Tasks to carry out:
• a. In the article on feminism and climate change, what rank does mass transit get in the book's list?
• b. From the article on feminism and climate change, quote the part that opens with the words containing "I recently attended" and closes with "mass transit (#37).".
• c. Turn the paragraph of the article on feminism and climate change that begins "I recently attended" into a short list of its main facts.

What if I told you that one of the best ways to tackle climate change is to be a good feminist? Well, that’s what the data shows us.

I recently attended an ANU Climate Change Institute event where Paul Hawken, the author of Drawdown: The most comprehensive plan ever proposed to reverse global warming, presented his book and its findings. The book examines 100 different ways to reverse climate change and ranks them according to their effectiveness. Many of the results from the research are surprising, like the one I opened this article with – educating young women (ranked #6) and providing them with access to family planning (#7) represent two paths to lower global emissions that are individually more effective than solar farms (#8), afforestation (#15) or mass transit (#37).

Who saw that one coming? I’ve been studying the intersection of feminist causes and sustainable development for years – across a range of subjects at ANU – and even I was floored by this.

Those of you doing Gender Studies: ask yourselves just how much of that field dedicates itself to promoting its cause as a core part of sustainable development? I’m guessing, as in my own studies, that sustainability doesn’t quite have the prominence it deserves. For those of you who identify with or work to advocate for feminist causes, ask yourself the same question: how often do we talk about female empowerment in terms of emissions reductions? I’m guessing it’s not a common discourse, yet the data shows it clearly should be.

Supplied records:
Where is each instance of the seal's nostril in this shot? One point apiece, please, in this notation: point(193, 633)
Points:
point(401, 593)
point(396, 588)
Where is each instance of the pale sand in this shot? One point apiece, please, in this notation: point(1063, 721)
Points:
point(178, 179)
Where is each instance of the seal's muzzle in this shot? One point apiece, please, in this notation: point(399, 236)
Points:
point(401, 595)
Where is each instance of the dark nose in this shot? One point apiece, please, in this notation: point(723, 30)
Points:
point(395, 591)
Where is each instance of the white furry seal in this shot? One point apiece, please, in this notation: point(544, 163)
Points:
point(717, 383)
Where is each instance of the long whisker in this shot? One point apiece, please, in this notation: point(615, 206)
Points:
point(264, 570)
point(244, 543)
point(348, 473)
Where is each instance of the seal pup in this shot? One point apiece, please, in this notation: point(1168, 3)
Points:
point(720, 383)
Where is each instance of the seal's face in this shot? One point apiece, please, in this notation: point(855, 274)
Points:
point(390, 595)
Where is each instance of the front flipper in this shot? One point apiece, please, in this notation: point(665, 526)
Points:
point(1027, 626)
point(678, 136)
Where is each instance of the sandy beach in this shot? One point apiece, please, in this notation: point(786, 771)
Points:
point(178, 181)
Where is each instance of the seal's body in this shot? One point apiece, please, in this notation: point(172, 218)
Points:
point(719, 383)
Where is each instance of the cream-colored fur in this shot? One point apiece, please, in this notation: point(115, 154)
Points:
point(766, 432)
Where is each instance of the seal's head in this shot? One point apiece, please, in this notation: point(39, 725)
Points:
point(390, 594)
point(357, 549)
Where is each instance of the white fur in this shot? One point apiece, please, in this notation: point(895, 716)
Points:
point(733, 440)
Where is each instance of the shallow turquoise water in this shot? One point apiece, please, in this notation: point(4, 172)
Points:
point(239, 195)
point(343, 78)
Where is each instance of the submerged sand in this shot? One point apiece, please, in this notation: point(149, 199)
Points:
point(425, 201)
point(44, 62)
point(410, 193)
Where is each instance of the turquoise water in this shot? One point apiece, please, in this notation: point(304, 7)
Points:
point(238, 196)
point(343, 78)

Task-by-task results:
• a. Mass transit is ranked #37.

• b.
I recently attended an ANU Climate Change Institute event where Paul Hawken, the author of Drawdown: The most comprehensive plan ever proposed to reverse global warming, presented his book and its findings. The book examines 100 different ways to reverse climate change and ranks them according to their effectiveness. Many of the results from the research are surprising, like the one I opened this article with – educating young women (ranked #6) and providing them with access to family planning (#7) represent two paths to lower global emissions that are individually more effective than solar farms (#8), afforestation (#15) or mass transit (#37).

• c.
- The writer attended an ANU Climate Change Institute event.
- Paul Hawken, author of Drawdown: The most comprehensive plan ever proposed to reverse global warming, presented his book and its findings there.
- The book examines 100 ways to reverse climate change and ranks them by effectiveness.
- Many results are surprising: educating young women (#6) and giving them access to family planning (#7) each cut emissions more than solar farms (#8), afforestation (#15) or mass transit (#37).